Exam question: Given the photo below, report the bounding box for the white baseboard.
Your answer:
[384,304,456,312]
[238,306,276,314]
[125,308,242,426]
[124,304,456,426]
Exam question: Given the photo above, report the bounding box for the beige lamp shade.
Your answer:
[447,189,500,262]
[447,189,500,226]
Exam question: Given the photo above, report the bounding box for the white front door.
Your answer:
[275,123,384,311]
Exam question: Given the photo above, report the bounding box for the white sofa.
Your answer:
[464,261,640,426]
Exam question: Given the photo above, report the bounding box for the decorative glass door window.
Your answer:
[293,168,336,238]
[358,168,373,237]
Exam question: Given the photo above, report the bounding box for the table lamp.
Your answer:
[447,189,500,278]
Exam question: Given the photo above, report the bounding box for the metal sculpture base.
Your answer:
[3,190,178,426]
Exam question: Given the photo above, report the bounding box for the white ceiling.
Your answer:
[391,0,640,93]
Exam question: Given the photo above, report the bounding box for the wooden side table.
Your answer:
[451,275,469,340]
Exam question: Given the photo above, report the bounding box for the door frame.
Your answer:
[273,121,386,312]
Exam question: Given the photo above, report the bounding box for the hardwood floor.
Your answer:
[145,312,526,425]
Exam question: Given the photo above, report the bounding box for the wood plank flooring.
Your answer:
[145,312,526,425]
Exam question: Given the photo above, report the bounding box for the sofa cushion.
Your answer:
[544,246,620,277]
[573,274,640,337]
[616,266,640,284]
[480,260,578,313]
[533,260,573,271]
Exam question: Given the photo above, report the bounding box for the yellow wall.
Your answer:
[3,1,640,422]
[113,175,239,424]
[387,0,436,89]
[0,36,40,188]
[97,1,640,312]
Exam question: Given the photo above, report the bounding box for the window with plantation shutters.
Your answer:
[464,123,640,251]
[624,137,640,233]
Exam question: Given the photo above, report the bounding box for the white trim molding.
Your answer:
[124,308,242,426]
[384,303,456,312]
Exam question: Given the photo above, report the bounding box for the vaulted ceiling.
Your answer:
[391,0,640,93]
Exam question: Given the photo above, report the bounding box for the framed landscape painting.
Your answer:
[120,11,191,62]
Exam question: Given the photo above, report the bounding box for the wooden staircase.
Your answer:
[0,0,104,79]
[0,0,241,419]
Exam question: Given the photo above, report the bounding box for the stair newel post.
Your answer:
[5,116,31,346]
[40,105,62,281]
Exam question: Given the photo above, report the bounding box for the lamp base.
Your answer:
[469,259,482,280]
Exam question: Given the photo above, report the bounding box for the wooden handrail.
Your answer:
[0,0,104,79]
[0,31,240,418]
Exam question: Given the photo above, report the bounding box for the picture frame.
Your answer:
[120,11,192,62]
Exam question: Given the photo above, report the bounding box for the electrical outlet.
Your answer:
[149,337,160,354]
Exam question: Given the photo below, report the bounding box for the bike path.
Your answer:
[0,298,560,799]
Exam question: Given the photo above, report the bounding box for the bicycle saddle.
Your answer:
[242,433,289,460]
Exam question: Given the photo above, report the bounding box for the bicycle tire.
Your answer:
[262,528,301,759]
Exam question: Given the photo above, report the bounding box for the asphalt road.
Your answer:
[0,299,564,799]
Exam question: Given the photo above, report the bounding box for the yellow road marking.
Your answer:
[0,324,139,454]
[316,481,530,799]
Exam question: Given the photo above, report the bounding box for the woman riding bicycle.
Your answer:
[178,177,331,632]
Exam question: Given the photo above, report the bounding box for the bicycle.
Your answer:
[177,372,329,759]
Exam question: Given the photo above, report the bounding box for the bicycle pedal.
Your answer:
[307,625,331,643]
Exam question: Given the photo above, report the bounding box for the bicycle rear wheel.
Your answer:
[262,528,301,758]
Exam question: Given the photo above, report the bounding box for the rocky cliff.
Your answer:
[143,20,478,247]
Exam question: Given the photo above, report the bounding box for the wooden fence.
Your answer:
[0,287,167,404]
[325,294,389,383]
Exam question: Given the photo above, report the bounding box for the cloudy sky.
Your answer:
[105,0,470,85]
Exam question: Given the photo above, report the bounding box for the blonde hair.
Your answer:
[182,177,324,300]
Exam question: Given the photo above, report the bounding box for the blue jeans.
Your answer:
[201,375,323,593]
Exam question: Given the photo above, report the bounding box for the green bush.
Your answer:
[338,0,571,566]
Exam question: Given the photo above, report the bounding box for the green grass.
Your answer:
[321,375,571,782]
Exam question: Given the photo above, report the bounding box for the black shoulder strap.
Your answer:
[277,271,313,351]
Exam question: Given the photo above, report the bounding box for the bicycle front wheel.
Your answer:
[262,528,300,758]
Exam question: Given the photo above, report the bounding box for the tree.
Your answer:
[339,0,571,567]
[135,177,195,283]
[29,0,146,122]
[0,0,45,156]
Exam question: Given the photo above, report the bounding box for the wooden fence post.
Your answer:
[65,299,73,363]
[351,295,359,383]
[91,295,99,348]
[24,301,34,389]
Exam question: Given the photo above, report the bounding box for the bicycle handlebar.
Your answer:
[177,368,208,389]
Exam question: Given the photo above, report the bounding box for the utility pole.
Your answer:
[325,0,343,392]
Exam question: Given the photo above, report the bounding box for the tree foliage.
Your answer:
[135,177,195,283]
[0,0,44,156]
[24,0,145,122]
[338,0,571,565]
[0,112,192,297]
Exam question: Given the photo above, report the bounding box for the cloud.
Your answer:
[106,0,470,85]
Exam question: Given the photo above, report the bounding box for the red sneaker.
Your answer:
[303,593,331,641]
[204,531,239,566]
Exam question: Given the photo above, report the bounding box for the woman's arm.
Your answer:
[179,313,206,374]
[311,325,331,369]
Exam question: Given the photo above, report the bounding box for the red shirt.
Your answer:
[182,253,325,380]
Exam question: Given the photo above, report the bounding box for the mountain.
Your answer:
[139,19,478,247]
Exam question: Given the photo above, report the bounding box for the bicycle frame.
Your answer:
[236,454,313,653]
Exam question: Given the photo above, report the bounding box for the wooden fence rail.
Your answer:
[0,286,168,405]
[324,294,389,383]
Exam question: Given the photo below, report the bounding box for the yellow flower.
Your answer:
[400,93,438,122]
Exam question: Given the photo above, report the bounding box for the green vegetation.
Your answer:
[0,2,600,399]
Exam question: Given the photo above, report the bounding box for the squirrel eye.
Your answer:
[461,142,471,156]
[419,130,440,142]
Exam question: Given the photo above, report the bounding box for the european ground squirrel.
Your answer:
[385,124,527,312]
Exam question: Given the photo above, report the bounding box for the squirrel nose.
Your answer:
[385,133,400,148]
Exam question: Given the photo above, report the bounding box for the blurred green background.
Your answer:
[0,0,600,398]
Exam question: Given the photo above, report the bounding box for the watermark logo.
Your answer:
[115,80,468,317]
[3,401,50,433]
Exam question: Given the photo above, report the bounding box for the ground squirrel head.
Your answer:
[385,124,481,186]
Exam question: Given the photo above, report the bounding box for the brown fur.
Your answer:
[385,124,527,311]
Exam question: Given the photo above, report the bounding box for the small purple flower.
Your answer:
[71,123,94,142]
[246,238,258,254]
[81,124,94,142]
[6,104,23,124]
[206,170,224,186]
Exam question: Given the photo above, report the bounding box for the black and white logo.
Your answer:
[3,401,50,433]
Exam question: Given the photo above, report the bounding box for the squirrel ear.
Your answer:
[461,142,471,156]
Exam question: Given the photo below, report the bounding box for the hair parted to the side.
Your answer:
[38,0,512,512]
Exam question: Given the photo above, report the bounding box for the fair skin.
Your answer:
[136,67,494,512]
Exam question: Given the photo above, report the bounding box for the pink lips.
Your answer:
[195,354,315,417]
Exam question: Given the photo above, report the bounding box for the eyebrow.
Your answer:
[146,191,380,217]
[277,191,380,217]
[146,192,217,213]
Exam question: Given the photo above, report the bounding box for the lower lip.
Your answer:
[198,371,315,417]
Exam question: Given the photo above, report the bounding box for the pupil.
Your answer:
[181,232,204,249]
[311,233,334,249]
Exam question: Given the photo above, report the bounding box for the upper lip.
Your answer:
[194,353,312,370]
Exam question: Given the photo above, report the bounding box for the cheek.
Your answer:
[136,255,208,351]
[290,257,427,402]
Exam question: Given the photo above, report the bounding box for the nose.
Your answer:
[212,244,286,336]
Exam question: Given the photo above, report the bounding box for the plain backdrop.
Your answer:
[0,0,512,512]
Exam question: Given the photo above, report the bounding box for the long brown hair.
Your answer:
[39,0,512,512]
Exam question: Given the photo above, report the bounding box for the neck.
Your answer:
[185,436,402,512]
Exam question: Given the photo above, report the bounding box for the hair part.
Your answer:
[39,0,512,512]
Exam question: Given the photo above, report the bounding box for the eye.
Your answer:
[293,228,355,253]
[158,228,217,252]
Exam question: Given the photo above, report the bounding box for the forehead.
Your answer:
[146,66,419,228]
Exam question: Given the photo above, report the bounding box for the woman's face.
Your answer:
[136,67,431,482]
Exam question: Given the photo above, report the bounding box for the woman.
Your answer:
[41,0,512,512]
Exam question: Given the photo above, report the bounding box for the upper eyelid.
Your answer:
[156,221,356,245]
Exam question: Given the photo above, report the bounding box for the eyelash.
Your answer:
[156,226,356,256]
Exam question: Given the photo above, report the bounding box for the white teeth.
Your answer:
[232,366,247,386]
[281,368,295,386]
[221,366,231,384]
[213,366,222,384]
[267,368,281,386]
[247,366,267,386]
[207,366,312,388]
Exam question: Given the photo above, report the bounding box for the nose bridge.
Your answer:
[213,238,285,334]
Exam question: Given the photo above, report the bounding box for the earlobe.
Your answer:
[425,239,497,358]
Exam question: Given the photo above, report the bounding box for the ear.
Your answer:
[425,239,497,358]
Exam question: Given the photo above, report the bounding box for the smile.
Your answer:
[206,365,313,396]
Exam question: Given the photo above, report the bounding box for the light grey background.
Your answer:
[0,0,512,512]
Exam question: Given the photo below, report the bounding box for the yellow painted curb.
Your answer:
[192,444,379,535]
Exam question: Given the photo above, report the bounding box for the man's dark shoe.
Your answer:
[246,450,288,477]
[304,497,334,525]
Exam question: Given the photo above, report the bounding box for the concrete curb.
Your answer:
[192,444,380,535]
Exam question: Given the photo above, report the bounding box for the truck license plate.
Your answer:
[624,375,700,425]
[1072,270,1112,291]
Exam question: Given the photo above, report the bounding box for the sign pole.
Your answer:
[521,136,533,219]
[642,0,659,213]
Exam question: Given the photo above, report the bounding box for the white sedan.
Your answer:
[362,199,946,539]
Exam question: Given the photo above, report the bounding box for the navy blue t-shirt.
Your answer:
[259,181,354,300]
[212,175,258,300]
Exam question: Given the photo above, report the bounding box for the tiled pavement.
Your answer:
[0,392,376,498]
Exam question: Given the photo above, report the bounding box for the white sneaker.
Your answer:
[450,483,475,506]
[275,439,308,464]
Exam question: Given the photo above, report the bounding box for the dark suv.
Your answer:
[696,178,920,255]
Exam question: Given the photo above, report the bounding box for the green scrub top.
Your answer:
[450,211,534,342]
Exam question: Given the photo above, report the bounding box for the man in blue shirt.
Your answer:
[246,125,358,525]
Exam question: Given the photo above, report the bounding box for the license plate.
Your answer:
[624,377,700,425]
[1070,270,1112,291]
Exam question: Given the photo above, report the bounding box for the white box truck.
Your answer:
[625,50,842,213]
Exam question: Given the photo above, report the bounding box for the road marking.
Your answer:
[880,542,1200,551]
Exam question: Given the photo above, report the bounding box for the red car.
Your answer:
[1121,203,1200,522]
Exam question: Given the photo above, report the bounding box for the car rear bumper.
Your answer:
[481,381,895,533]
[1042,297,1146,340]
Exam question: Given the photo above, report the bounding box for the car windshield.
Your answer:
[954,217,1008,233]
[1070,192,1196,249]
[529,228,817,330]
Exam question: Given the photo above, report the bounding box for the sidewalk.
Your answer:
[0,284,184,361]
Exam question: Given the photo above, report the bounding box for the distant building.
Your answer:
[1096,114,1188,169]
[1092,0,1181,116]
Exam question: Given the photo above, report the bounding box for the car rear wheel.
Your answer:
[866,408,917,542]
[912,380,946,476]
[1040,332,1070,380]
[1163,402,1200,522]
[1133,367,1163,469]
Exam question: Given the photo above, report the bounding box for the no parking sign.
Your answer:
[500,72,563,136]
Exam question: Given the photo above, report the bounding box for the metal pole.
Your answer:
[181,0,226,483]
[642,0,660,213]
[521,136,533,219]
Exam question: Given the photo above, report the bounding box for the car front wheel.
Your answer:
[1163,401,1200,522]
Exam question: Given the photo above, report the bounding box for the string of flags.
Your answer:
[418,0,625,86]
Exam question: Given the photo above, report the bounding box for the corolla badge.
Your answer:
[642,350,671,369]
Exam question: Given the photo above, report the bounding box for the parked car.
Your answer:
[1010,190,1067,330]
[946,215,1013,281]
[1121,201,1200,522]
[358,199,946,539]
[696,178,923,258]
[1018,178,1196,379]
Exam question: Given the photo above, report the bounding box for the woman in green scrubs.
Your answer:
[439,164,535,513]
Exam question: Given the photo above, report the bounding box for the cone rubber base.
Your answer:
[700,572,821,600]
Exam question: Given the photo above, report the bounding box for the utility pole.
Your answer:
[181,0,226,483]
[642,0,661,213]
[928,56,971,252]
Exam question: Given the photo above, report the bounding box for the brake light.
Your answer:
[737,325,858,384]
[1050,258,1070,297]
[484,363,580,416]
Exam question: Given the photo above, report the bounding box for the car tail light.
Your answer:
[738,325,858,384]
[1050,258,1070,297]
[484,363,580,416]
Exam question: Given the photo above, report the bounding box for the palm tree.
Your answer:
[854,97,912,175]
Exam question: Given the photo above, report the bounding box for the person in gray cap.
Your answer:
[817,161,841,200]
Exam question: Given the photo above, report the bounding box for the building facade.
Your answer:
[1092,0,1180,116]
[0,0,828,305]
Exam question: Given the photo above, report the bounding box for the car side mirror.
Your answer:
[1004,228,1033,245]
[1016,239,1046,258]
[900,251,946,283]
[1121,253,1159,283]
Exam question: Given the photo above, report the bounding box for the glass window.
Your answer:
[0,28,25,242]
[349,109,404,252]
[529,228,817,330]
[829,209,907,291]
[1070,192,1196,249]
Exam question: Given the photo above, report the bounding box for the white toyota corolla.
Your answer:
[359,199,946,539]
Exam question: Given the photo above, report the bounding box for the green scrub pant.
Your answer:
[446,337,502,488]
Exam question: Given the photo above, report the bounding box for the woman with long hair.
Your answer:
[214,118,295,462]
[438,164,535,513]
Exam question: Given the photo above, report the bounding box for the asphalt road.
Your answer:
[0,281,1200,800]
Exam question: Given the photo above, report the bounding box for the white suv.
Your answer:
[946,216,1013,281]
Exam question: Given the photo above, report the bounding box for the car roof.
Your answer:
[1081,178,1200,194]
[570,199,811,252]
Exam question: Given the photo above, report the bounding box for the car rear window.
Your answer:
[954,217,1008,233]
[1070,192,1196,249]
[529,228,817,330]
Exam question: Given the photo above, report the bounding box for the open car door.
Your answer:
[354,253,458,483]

########

Goal: Give back the lines above exactly, from the one with "white toyota corolla." through the last line.

Worked solution:
Exam question: Given the photo above, report the bounding box for the white toyota corolla.
Your answer:
[359,199,946,539]
Exam question: Given the photo above, report the bounding box for the green scrub pant.
Your answer:
[446,337,502,488]
Exam question: Given the photo above, report the bounding box for the woman with long hair.
Your answer:
[214,118,295,462]
[438,164,535,513]
Exam question: Given the photo above, report the bounding box for the asphalt road.
Your answer:
[0,281,1200,800]
Exam question: Given the photo above, report the bounding box for the white suv.
Your answer:
[946,216,1013,281]
Exam question: Given the photo above, report the bounding box for the car roof.
Your answer:
[1081,178,1200,194]
[570,199,811,252]
Exam question: Given the photo above, report the bounding box for the car rear window.
Your answer:
[954,217,1008,233]
[1070,192,1196,249]
[529,228,817,330]
Exam question: Given the photo above, report the bounding box for the open car door.
Your answer:
[354,253,458,483]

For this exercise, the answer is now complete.